**EXERCISE SET:**
1. In the passage below about grief and Glynn Pettus, translate this sentence into Spanish: "She was an expert at making people feel welcomed and wanted."
2. Continue the passage below about grief and Glynn Pettus, picking up right after its last sentence.

**PASSAGE:**
╔══

This is the quiet place.
Where there is nothing but space and air and no passage of time, where Peace and Grief battle. Peace stands, silent and patient, while Grief rages and fights and throws punches. Grief is not a fair fighter. He hits low, high, he scratches and claws. Peace waits. It is a gentle, understanding, biding of time. Grief will grow tired. His arms will fall. Then Peace will hold out his arms and the two will meet and become one until all that is left is Peace.
This is the quiet place.
We never want people that we love to go. We always want them, selfishly, to stay.
Glynn Pettus. She will not be forgotten. She loved me when I felt unloved. She wrote letters to me every week when I was in college and sent me money for my ice cream fund, so that I could walk over to Hardees and get a scoop of moose tracks. She gave the best hugs. No one left her house hungry. She was sharp and smart and sarcastic. She said words like, "fanny," and "fiddlesticks." She was an expert at making people feel welcomed and wanted. Her life was layered and well lived. She shopped too much and gave too much and drove my Grandaddy a little bit crazy. Her grip on reality started to slip when he began his descent into dementia, and I want to believe that now they are together and she'll never again have to ask, "Where's Edward?"

╚══

**RECORDS:**
╔══

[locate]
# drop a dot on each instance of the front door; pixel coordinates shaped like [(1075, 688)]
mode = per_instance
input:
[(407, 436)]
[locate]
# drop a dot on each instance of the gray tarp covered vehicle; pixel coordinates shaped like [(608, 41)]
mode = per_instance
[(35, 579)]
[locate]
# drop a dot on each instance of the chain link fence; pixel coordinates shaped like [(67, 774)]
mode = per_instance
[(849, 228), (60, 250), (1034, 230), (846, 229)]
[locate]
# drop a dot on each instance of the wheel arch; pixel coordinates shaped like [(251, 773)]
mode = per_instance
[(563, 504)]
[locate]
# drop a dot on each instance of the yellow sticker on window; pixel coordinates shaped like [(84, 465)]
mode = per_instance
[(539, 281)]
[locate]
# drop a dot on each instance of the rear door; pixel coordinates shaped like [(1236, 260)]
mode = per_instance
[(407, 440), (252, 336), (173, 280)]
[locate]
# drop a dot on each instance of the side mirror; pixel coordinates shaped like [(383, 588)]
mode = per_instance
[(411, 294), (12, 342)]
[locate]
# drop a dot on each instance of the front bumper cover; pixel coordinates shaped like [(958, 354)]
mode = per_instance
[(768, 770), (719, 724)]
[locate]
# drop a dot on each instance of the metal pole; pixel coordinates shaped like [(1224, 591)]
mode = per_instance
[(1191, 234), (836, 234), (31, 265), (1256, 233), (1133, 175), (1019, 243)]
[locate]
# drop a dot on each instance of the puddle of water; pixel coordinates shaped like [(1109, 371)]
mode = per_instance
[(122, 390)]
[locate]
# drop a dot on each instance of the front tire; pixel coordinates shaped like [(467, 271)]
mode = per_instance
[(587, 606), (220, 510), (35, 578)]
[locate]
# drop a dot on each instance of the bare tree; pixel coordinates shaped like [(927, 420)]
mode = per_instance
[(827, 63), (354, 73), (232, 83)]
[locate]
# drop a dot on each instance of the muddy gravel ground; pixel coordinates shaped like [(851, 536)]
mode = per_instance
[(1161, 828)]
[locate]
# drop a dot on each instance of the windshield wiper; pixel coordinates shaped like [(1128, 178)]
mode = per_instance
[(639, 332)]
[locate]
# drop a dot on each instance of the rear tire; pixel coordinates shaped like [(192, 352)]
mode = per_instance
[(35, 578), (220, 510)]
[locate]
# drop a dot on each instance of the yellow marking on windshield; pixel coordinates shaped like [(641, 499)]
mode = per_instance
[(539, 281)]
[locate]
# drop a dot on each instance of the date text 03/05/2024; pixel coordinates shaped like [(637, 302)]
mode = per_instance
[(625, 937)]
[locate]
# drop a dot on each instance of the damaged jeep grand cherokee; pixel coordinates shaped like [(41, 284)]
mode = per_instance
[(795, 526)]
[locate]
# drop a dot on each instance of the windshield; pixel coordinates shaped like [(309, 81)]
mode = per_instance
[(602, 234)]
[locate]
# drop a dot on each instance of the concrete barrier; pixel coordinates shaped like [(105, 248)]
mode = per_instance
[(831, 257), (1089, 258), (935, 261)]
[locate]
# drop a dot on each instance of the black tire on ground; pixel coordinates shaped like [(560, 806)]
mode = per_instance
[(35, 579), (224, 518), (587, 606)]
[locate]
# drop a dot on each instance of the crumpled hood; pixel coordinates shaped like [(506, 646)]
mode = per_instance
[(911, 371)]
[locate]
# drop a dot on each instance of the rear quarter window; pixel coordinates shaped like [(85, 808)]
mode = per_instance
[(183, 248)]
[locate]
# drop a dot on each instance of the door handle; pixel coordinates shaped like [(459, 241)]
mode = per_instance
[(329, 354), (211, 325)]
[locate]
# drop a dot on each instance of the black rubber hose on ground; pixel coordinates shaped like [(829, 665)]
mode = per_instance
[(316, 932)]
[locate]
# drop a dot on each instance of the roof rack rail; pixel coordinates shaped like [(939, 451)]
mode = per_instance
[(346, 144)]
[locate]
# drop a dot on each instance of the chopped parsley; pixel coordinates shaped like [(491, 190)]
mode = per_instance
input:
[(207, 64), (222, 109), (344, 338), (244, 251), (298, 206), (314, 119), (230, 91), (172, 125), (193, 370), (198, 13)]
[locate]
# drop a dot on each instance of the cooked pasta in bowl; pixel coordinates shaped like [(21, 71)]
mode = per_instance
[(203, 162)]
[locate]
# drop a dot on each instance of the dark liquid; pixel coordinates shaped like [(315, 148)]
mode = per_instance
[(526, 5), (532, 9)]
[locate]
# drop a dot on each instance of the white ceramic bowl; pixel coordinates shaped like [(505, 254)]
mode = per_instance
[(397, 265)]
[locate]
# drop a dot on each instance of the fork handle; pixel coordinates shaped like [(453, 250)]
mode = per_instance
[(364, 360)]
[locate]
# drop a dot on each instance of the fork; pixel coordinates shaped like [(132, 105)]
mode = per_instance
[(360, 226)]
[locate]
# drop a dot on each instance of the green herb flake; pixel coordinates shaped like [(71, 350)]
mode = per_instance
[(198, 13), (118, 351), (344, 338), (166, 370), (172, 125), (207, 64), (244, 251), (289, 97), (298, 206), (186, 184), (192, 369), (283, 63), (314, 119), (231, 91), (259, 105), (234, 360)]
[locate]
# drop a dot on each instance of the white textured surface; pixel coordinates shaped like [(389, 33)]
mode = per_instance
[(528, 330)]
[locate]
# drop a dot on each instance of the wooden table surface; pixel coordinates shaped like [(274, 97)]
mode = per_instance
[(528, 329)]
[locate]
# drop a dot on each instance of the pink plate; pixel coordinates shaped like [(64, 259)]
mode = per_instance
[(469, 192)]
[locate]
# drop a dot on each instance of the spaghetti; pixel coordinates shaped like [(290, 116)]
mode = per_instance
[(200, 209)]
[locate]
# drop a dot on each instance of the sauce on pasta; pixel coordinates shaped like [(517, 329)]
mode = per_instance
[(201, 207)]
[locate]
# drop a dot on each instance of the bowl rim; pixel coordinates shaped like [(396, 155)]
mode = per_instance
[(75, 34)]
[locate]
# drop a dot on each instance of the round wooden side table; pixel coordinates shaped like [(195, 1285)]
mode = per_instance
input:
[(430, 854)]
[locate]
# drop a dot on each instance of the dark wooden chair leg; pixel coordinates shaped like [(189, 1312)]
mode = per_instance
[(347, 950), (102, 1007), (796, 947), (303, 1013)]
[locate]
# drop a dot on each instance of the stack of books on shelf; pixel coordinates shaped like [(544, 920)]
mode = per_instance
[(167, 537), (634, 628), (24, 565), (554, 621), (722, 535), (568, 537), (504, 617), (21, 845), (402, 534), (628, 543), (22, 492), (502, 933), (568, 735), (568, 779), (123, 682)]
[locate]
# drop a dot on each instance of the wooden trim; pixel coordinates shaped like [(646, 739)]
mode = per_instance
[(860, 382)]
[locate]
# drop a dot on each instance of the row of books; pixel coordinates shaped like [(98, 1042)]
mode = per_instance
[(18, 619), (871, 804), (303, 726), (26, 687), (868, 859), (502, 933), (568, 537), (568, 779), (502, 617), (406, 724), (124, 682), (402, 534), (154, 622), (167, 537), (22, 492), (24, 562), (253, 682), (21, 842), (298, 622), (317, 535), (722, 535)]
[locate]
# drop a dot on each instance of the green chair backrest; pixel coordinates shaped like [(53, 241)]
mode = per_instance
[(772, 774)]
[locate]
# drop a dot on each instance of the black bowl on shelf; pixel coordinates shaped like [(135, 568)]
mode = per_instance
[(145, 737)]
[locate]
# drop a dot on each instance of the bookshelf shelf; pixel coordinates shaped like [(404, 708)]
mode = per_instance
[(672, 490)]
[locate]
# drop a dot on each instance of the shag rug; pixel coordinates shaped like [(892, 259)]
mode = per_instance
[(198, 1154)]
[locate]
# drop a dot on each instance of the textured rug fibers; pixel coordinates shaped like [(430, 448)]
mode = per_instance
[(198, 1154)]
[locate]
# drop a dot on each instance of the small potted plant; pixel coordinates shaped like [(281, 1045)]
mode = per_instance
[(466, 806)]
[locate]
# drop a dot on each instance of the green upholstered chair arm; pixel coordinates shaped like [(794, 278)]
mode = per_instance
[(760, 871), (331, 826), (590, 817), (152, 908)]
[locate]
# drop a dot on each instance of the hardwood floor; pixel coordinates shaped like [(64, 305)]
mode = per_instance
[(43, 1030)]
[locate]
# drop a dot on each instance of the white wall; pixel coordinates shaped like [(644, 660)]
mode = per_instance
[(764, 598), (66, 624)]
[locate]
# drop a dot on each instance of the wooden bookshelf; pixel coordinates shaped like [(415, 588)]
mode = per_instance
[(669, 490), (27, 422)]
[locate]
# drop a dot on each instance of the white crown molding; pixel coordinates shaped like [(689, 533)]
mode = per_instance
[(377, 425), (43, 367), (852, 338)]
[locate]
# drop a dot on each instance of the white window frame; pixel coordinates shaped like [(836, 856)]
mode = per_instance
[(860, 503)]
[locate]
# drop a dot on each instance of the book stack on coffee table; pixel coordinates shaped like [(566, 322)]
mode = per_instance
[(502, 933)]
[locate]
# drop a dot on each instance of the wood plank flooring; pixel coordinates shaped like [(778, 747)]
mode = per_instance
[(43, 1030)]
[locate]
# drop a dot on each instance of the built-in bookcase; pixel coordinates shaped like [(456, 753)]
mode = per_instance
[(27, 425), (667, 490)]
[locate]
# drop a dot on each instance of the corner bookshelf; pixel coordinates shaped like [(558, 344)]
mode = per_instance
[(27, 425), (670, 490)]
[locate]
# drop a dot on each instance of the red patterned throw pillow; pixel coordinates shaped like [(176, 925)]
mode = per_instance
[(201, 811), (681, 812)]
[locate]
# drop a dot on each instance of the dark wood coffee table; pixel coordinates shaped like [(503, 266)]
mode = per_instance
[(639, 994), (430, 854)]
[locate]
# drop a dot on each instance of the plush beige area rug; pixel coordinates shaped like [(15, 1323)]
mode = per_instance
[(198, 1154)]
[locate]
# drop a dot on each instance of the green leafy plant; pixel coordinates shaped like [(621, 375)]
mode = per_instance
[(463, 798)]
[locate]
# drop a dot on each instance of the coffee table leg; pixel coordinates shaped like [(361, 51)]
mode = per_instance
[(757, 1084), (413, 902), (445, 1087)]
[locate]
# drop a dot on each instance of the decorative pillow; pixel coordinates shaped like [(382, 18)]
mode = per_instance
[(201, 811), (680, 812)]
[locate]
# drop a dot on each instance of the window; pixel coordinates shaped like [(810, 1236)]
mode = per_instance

╚══

**EXERCISE RESPONSES:**
1. Ella era experta en hacer que la gente se sintiera bienvenida y deseada.

2.
She was beautiful, skin like a rose petal and always scented with Oil of Olay. Her hands were spotted and aged from years of dish water, cotton picking, and endless washing from hours spent in the kitchen. The best way to clean a kitchen floor was on your hands and knees and she had the most extensive collection of Precious Moments that I have ever seen. She loved beautiful things.
The things she said, in that sweet southern drawl, "Lord have mercy!" That gentle chuckle, followed by, "Well, honey..." or, "Bless your heart." She had the gift of southern gentility, the ability to convey that you are an absolute idiot but also utterly loved.
She was a lady. I have been called a, "nice lady." I am not a nice lady. My grandmother was the very definition of a lady. She commanded respect and carried herself with dignity and she was adored. I adored her.
I have pieces of her, her cookbooks filled with her slanted scrawl. She was so self conscious about her handwriting, but I loved reading it. I have the cards she sent, the letters she wrote.
I hate that she is gone, but I love that she was here. I have missed her for a long time, since she started losing herself to Alzheimer's. The cord is finally cut, and it was time.
To those that took the time to read this, thank you. Take a moment for me, say her name, make her real.